- Work instructions -
Extract the entries in their exact form.

(begin)

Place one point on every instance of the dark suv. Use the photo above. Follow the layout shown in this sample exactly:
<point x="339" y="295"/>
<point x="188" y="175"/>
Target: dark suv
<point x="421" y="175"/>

(end)

- Result of this task -
Place one point on every instance of the dark suv. Use the photo above. Follow the layout shown in this sample exactly:
<point x="339" y="295"/>
<point x="188" y="175"/>
Target: dark suv
<point x="421" y="175"/>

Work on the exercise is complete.